Bull, with sales of some FF 20 billion in western Europe, of which some FF 10 billion are exported from France, is therefore involved in trade between the Member States and the Contracting Parties. Consequently any aid to Bull would be capable of distorting trade within the meaning of Articles 92 (1) of the EC Treaty and 61 (1) of the EEA Agreement.
VII Whilst Articles 92 (1) of the EC Treaty and 61 (1) of the EEA Agreement lay down the general incompatibility of State aid, certain derogations from this general incompatibility are contained in Articles 92 (2) and (3) and 61 (2) and (3) respectively. In this case the aid does not have a regional dimension as none of the French mainland can benefit from a derogation pursuant to Articles 92 (1) (a) or 61 (3) (a) respectively. Similarly, the aid does not have any regional specificities and, as it is believed that none of Bull's continuing, major plants are located in regions falling under the regional derogation of Articles 92 (3) (c) and 61 (3) (c) respectively the aid cannot benefit from this derogation.
Therefore, the Commission believes that the aid can only be considered for the derogation provided for in Articles 92 (3) (c) and 61 (3) (c) respectively being aid to facilitate the development of certain economic activities, where such aid does not affect trading conditions to an extent contrary to the common interest.
The Commission has recently adopted revised guidance (Community guidelines on State aid for rescuing and restructuring firms in difficulty (Notice to the Member States)) concerning the circumstances under which it may be prepared to permit State aid to allow undertakings to restructure both physically and financially.
Restructuring usually involves one ore mor of the following elements: the reorganization and rationalization of the firm's activities on to a more efficient basis typically involving the withdrawal from activities that are no longer viable or are already loss-making, the restructuring of those existing activities that can again be made competitive and, possibly, the development of or diversification to new viable activities. Financial restructuring usually has to accompany the physical restructuring. Restructuring plans take account of, inter alia, the circumstances giving rise to the firm's difficulties, market supply and demand for the relevant products as well as their expected development and the specific strengths and weaknesses of the firm. They allow an orderly transition of the firm to a new structure that gives it viable long-term prospects, producing an adequate return on the injected capital, and will enable it to operate on the strength of its own resources without requiring further State assistance.
It is considered that aid for restructuring may contribute to the development of economic activities without adversely affecting trade against the Community interest if certain conditions are fulfilled.
In this context it should be noted that the Commission has recognized in the White Paper on Growth, competitiveness and employment that with an imminent information society and with the emergence of information highways, it is in the Community's and the EEA's interests to meet new challenges in these areas. This is because the first economies which successfully complete this change will hold significant competitive advantages. Therefore, whilst Bull does not operate specifically in telecommunications, aid to establish a viable and competitive information technology industry, as long as any competitor operating in the EEA is not unduly disadvantaged by the aid, could be said to facilitate economic development from the standpoint of the Community.
It must not be forgotten that both the advance and the capital injection are linked to a restructuring plan (le plan de restructuration) which has been approved by Bull's majority shareholders and which was submitted to the Commission in March 1994. The French authorities stress that this plan has for its objectives the rectification of Bull's financial results within two years and the restoration of its viability, which should permit its privatization as soon as possible.

DATA ROWS:
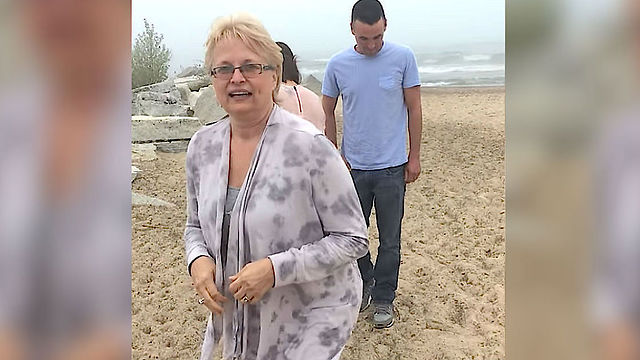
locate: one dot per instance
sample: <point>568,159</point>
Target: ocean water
<point>441,69</point>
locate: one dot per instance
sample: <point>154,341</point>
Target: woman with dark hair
<point>294,97</point>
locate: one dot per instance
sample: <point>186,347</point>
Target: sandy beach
<point>450,300</point>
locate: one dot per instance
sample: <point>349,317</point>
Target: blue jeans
<point>385,188</point>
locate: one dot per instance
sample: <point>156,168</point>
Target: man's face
<point>368,37</point>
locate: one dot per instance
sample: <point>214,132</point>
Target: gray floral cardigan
<point>297,206</point>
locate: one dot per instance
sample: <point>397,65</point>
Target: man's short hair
<point>367,11</point>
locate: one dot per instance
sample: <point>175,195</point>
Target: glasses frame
<point>263,67</point>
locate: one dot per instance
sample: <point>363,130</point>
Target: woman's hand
<point>253,281</point>
<point>203,274</point>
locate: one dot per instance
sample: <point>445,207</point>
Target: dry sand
<point>450,299</point>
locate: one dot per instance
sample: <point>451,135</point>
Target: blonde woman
<point>274,225</point>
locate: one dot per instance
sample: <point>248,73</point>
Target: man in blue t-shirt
<point>380,89</point>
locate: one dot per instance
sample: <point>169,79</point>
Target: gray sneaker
<point>366,296</point>
<point>383,315</point>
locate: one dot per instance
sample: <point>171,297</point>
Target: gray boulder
<point>162,87</point>
<point>147,129</point>
<point>192,70</point>
<point>194,83</point>
<point>157,108</point>
<point>207,108</point>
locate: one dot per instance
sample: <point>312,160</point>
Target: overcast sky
<point>317,29</point>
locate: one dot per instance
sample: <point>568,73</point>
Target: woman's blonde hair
<point>252,33</point>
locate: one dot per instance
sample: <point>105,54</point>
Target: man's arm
<point>414,107</point>
<point>329,108</point>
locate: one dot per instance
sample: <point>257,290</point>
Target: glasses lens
<point>251,69</point>
<point>223,71</point>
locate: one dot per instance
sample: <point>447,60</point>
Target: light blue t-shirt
<point>374,111</point>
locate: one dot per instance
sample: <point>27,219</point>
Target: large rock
<point>146,129</point>
<point>194,83</point>
<point>166,98</point>
<point>185,92</point>
<point>162,87</point>
<point>207,108</point>
<point>313,84</point>
<point>157,109</point>
<point>192,71</point>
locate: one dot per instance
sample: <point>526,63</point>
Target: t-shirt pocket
<point>389,82</point>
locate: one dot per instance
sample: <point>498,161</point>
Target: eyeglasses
<point>225,72</point>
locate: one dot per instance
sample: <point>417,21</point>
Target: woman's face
<point>242,95</point>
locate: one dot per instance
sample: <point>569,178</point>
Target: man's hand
<point>253,281</point>
<point>203,274</point>
<point>412,169</point>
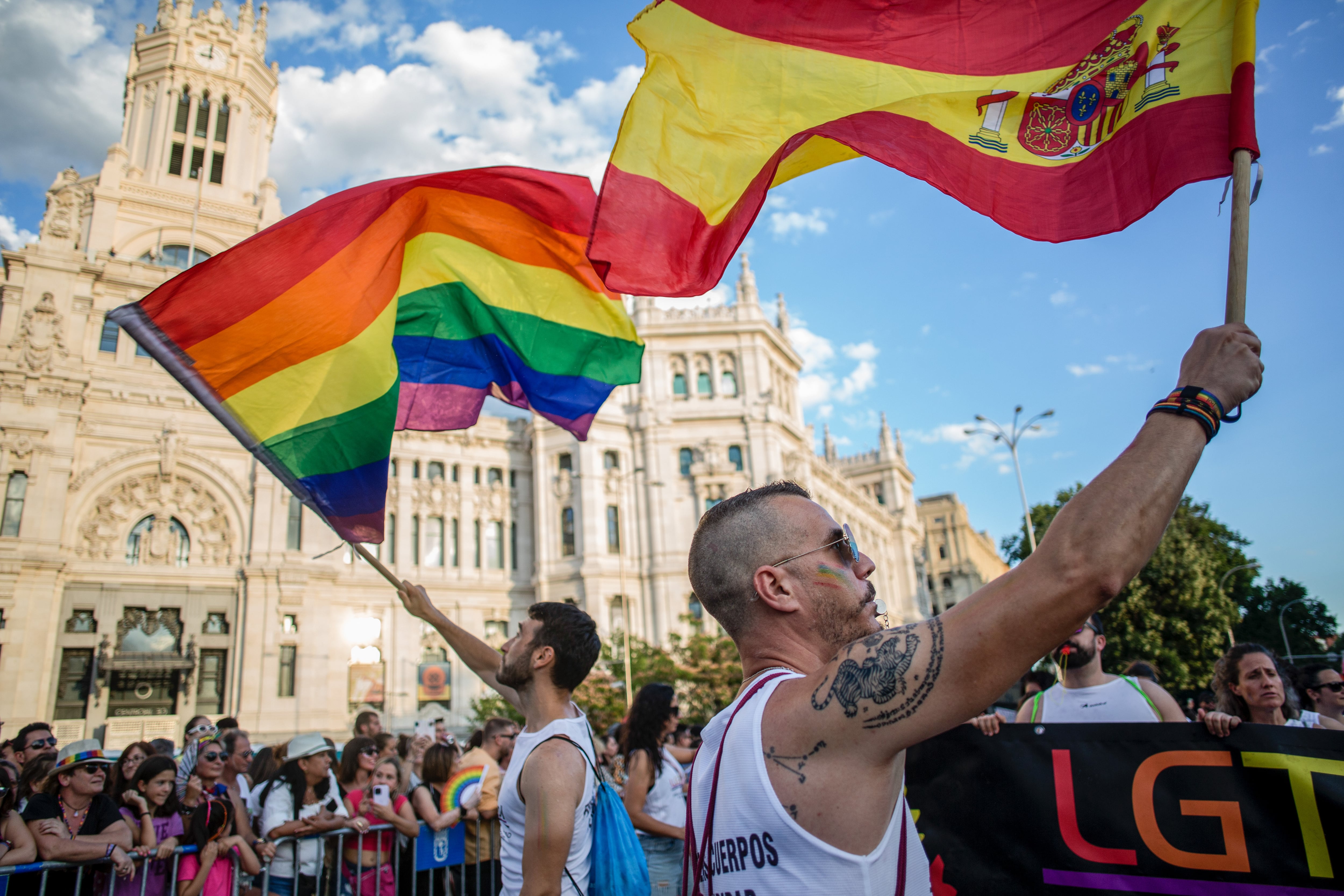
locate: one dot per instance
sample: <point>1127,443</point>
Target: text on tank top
<point>514,811</point>
<point>1119,700</point>
<point>666,800</point>
<point>759,847</point>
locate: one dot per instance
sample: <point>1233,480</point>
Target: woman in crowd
<point>427,800</point>
<point>1324,690</point>
<point>17,844</point>
<point>357,763</point>
<point>655,788</point>
<point>303,798</point>
<point>210,871</point>
<point>369,863</point>
<point>150,808</point>
<point>124,770</point>
<point>263,769</point>
<point>1252,687</point>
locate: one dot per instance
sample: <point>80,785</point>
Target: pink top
<point>220,880</point>
<point>384,837</point>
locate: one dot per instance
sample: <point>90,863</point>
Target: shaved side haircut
<point>733,541</point>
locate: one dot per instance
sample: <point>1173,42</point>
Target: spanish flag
<point>1058,119</point>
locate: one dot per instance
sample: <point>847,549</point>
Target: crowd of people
<point>768,802</point>
<point>218,794</point>
<point>1250,684</point>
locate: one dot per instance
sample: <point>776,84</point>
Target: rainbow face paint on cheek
<point>832,573</point>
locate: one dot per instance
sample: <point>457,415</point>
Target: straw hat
<point>81,753</point>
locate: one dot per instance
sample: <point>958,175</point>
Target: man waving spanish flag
<point>1060,120</point>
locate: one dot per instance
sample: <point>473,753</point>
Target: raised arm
<point>912,683</point>
<point>552,786</point>
<point>479,656</point>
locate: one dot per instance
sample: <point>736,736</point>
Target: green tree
<point>1173,613</point>
<point>1310,625</point>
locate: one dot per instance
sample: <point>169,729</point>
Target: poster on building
<point>366,683</point>
<point>435,683</point>
<point>1077,809</point>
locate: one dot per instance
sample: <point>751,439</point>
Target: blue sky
<point>910,303</point>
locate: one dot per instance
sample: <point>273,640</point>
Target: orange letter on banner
<point>1230,813</point>
<point>1069,819</point>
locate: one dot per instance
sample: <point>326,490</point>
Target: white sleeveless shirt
<point>514,811</point>
<point>667,801</point>
<point>1119,700</point>
<point>760,848</point>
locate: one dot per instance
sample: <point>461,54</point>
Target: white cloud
<point>457,99</point>
<point>1062,296</point>
<point>820,387</point>
<point>1334,96</point>
<point>62,80</point>
<point>793,225</point>
<point>14,237</point>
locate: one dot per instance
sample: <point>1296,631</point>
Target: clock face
<point>212,57</point>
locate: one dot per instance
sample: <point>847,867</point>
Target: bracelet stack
<point>1197,404</point>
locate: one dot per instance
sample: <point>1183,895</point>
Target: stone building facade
<point>959,559</point>
<point>150,570</point>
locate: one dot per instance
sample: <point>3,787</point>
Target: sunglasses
<point>851,551</point>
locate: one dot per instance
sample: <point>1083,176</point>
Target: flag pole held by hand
<point>1240,241</point>
<point>378,565</point>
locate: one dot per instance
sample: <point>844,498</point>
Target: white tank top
<point>667,801</point>
<point>514,812</point>
<point>1119,700</point>
<point>759,847</point>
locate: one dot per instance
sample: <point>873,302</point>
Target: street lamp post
<point>1011,438</point>
<point>1288,649</point>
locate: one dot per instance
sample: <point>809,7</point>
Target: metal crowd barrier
<point>333,880</point>
<point>9,872</point>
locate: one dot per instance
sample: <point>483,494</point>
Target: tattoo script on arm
<point>875,672</point>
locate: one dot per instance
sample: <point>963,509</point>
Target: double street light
<point>1011,438</point>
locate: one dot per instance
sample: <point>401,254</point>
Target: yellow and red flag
<point>1058,119</point>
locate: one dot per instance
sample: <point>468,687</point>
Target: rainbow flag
<point>394,305</point>
<point>1057,119</point>
<point>462,788</point>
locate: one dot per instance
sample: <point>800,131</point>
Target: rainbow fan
<point>464,789</point>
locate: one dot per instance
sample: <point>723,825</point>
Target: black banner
<point>1089,809</point>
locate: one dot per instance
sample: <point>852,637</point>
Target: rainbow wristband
<point>1194,402</point>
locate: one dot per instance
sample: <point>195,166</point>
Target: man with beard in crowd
<point>545,805</point>
<point>831,699</point>
<point>1091,695</point>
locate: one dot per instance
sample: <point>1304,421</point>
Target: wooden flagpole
<point>1240,241</point>
<point>378,565</point>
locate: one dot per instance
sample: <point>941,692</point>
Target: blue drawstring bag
<point>617,864</point>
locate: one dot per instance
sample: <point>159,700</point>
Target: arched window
<point>729,385</point>
<point>155,539</point>
<point>203,115</point>
<point>183,112</point>
<point>222,123</point>
<point>174,256</point>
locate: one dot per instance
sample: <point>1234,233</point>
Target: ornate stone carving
<point>103,535</point>
<point>40,340</point>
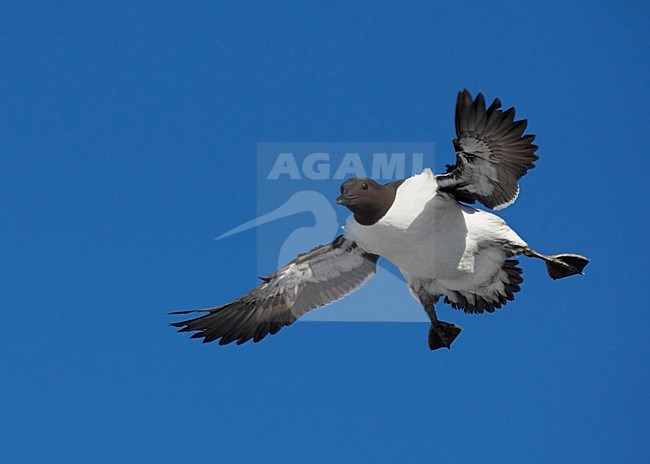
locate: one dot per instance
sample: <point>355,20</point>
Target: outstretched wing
<point>492,153</point>
<point>319,277</point>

TASK LIST:
1. According to the state aid passage, when was Bull's restructuring plan submitted to the Commission?
2. Retype the records from their first line through the line that contains "<point>385,188</point>", and leave the pictures out of your answer.
The text has no connection to the records.

REPLIES:
1. It was submitted in March 1994.

2.
locate: one dot per instance
sample: <point>568,159</point>
Target: ocean water
<point>441,69</point>
locate: one dot per instance
sample: <point>154,341</point>
Target: woman with dark hair
<point>294,97</point>
locate: one dot per instance
sample: <point>186,347</point>
Target: sandy beach
<point>450,300</point>
locate: one dot per instance
sample: <point>349,317</point>
Target: blue jeans
<point>385,188</point>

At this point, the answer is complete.